*WHAT THIS TASK INVOLVES*
Gather every line of the rows below that contains the word "mountain" and copy each of those lines.

=== SUPPLIED MATERIAL ===

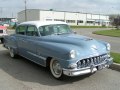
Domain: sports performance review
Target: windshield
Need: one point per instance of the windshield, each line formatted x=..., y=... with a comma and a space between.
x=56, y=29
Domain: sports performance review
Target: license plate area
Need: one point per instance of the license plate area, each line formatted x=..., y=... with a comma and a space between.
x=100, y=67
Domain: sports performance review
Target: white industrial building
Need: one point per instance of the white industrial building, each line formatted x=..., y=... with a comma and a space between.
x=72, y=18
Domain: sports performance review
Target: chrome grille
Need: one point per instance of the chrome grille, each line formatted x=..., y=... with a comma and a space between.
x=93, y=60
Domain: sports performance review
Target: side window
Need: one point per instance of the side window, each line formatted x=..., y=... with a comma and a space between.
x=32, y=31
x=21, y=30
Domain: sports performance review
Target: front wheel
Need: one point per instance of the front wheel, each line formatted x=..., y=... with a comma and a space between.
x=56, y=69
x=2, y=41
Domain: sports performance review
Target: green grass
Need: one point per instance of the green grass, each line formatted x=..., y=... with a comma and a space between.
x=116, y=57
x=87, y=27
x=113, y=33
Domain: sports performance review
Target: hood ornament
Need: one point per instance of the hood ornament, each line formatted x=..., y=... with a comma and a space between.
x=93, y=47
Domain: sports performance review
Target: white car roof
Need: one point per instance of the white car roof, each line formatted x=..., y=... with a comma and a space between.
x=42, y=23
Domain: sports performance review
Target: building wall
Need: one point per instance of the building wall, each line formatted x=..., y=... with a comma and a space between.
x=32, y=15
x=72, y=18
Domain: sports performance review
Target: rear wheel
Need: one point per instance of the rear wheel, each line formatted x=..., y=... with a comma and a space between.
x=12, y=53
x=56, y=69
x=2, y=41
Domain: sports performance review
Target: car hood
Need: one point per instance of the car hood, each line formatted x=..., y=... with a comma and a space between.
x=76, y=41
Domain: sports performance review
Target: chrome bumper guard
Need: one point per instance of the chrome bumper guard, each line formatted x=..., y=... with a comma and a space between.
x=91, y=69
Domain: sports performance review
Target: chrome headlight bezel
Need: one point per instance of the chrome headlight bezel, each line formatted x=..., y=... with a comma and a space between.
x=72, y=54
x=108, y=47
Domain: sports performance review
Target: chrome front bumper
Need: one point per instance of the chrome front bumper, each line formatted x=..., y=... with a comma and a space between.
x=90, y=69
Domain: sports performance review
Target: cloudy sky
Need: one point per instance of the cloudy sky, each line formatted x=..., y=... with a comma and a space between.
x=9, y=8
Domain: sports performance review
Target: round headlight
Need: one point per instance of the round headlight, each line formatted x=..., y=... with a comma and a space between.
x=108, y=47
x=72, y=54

===
=== SUPPLIED MATERIAL ===

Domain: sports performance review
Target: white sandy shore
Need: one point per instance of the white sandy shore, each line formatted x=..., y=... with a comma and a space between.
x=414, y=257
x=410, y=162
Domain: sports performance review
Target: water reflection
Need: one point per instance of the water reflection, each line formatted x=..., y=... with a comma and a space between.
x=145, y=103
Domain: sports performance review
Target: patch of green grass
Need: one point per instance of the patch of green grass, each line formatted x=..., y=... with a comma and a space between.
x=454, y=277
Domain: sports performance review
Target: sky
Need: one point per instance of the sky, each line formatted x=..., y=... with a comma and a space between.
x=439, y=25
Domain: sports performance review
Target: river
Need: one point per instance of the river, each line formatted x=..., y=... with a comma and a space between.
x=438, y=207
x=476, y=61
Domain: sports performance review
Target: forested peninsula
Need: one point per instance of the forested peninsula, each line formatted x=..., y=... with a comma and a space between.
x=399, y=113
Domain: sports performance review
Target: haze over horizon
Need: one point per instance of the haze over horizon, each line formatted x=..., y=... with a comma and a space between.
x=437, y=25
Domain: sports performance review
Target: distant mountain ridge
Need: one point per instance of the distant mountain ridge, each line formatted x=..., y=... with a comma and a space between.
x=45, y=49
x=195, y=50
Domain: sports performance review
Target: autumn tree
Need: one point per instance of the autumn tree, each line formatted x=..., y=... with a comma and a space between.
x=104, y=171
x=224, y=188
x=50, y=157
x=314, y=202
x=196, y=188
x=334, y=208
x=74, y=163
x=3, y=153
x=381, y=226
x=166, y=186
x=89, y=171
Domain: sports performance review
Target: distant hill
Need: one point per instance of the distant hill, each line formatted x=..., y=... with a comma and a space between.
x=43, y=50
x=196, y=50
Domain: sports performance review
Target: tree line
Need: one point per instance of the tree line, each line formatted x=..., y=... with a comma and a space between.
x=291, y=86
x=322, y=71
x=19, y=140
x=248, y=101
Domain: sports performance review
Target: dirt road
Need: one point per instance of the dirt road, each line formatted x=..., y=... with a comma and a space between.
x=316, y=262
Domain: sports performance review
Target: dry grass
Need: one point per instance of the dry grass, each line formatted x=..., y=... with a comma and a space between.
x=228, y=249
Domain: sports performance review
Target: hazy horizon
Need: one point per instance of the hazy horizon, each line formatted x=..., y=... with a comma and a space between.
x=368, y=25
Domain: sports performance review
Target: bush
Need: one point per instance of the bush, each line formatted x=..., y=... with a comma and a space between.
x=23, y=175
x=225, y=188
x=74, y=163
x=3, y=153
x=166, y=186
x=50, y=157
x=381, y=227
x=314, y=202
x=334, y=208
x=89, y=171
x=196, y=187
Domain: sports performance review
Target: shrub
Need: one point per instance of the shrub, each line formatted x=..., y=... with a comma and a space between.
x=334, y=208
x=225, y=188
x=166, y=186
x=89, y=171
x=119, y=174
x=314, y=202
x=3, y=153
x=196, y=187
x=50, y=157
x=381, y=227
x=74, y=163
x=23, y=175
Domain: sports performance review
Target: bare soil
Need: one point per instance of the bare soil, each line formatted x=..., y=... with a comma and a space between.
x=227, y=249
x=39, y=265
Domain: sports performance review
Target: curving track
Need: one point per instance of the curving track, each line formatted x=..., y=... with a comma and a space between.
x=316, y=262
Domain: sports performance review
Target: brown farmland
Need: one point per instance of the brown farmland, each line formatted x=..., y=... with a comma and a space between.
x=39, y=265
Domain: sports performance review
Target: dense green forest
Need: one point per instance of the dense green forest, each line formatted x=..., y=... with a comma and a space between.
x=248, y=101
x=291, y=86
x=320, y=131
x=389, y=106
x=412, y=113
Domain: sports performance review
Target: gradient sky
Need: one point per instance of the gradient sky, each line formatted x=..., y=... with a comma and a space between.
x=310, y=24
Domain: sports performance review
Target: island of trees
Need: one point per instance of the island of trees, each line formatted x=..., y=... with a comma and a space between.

===
=== SUPPLIED MATERIAL ===

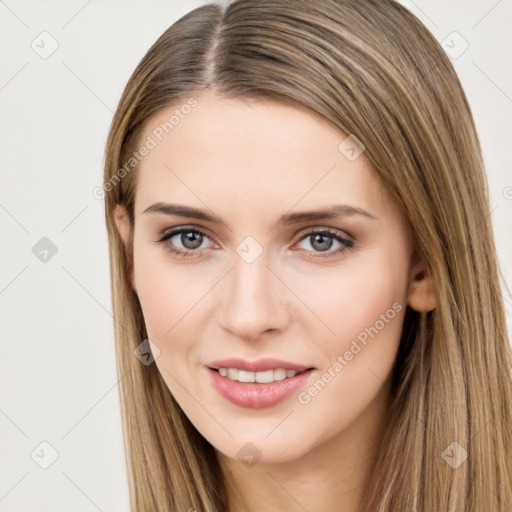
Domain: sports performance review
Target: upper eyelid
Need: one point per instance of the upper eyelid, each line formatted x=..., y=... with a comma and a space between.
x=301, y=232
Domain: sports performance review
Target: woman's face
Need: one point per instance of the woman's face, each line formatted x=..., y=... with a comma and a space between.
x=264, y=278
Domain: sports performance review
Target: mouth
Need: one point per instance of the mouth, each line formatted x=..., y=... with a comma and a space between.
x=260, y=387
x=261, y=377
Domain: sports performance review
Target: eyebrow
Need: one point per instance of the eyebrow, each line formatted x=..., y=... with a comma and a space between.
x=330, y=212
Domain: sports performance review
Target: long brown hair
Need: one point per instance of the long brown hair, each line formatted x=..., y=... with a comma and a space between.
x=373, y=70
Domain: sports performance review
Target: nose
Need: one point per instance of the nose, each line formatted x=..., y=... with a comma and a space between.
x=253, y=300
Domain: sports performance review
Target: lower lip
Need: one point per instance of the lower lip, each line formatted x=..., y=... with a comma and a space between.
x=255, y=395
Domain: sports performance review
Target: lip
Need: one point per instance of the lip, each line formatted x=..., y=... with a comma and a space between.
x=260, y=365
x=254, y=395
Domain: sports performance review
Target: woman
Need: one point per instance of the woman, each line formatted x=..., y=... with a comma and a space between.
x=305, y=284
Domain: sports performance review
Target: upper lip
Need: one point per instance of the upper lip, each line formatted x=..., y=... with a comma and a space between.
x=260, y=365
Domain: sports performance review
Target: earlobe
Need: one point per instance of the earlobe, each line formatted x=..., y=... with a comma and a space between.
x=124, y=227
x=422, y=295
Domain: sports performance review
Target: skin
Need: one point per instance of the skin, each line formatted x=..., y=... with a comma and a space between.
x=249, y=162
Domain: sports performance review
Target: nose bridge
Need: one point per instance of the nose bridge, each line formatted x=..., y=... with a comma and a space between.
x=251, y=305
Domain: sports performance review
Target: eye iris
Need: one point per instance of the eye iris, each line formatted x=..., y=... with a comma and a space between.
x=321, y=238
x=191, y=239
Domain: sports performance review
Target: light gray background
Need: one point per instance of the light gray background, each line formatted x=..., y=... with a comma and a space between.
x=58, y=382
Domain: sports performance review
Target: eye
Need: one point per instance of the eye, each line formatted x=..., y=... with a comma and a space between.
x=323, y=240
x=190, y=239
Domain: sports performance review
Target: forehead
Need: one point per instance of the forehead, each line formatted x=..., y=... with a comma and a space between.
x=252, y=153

===

*FULL RESPONSE*
Target: distant mountain ridge
Need: one point per instance of the distant mountain ridge, each line formatted x=..., y=... with a comma and a space between.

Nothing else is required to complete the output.